§ Stated task 1
List the things that the opening paragraph of the Exodus 16 text says the passage is about.

Exodus 16

Exodus 16: Manna, Testing Israel, and Daily Dependence on God

In Exodus 16, Yahweh provides manna from heaven, but He also tells us exactly why He does it: “that I may test them, whether or not they will walk in My law.” This passage is not only about food in the wilderness. It is about trust, obedience, unbelief, and daily dependence on the word of God. Hunger exposes Israel’s heart, and Yahweh answers by feeding His people in a way that makes self-reliance impossible.

Exodus 16 Explained: Why God Gave Manna and Tested Israel

Exodus 16 begins with Israel departing Elim, “on the fifteenth day of the second month after their departure from the land of Egypt,” about a month after arriving at the springs described in chapter 15.

There is no food, and the whole congregation grumbles against Moses and Aaron.

In chapter 15 it was a lack of water that set them grumbling; this time it is a lack of food.

§ Records from a point labeling set
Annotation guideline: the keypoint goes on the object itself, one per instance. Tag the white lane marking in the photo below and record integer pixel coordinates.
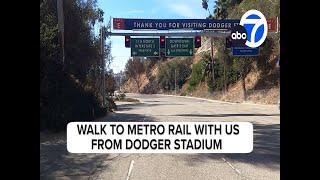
(231, 166)
(130, 169)
(219, 101)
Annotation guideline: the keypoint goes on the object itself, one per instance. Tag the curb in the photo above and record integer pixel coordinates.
(219, 101)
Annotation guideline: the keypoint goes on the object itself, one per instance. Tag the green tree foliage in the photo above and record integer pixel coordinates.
(68, 92)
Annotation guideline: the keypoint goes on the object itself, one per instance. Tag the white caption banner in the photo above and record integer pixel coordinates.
(160, 137)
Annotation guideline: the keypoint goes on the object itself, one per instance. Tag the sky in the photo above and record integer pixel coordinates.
(146, 9)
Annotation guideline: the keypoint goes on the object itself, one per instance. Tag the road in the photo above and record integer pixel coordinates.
(261, 164)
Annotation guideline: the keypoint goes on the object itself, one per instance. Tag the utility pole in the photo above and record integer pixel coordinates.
(103, 67)
(61, 26)
(212, 62)
(175, 81)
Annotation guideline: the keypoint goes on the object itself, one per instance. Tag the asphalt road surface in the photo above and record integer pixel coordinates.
(261, 164)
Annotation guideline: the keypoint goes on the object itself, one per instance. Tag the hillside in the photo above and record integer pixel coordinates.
(237, 79)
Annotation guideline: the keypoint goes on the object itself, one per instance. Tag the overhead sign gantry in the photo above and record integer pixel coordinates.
(177, 37)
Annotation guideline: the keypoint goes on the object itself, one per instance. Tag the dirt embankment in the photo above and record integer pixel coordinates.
(261, 88)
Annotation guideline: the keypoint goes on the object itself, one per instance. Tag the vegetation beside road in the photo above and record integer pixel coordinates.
(229, 78)
(70, 90)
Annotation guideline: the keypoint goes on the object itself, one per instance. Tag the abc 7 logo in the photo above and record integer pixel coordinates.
(238, 36)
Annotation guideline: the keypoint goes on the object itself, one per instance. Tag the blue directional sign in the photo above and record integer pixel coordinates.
(245, 51)
(166, 24)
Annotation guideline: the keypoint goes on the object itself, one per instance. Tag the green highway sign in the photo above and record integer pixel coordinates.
(179, 47)
(145, 47)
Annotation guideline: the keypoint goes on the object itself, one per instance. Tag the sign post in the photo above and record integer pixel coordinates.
(245, 51)
(179, 47)
(145, 47)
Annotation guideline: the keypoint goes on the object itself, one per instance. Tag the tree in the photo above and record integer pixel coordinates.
(134, 69)
(68, 91)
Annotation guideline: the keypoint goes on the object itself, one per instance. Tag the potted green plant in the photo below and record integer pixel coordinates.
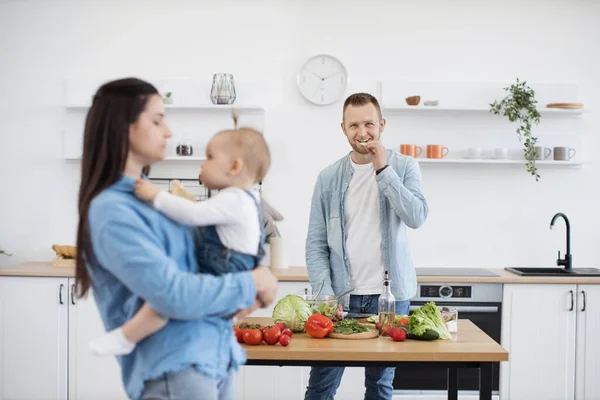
(168, 98)
(520, 106)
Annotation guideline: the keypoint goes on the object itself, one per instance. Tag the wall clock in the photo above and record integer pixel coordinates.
(323, 79)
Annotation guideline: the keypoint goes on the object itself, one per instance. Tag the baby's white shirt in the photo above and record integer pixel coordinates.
(231, 210)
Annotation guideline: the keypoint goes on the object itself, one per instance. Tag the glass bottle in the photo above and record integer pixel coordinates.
(386, 307)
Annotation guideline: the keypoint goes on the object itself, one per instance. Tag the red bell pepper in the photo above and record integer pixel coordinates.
(318, 326)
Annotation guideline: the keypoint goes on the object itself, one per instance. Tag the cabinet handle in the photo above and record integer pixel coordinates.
(572, 301)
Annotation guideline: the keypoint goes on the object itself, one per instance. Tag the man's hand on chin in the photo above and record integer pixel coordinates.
(378, 152)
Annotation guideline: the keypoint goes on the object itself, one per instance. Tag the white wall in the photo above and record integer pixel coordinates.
(490, 216)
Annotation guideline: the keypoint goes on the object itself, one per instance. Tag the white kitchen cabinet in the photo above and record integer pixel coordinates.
(33, 338)
(552, 345)
(587, 368)
(90, 377)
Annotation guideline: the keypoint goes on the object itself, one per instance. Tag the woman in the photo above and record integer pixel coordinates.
(130, 253)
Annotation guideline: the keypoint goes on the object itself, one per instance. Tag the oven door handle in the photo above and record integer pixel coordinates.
(473, 309)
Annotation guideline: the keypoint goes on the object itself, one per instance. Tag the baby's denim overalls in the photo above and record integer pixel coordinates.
(216, 259)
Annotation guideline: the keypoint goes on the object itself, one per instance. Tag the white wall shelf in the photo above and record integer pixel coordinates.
(199, 107)
(571, 163)
(169, 158)
(184, 158)
(192, 115)
(440, 109)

§ Stated task 2
Rewrite everything in the listing from the line containing "Tag the oven" down to the end of the listing, replacing "Annotation guideline" with "Labeling rule" and leaving all else unchanged.

§ Correct answer 1
trust, obedience, unbelief, daily dependence on the word of God

§ Correct answer 2
Labeling rule: the keypoint goes on the object itself, one per instance. Tag the oven door handle in the photo above and record integer pixel coordinates.
(473, 309)
Labeling rule: the keypoint goes on the object itself, one per instance. Tag the baby's denim overalls in the photo above and record integer pixel coordinates.
(216, 259)
Labeling rule: the keypoint goes on the object itself, one per instance. Tag the white wall shelf in the photo above and record integer pixel coordinates.
(199, 107)
(571, 163)
(169, 158)
(184, 158)
(192, 115)
(440, 109)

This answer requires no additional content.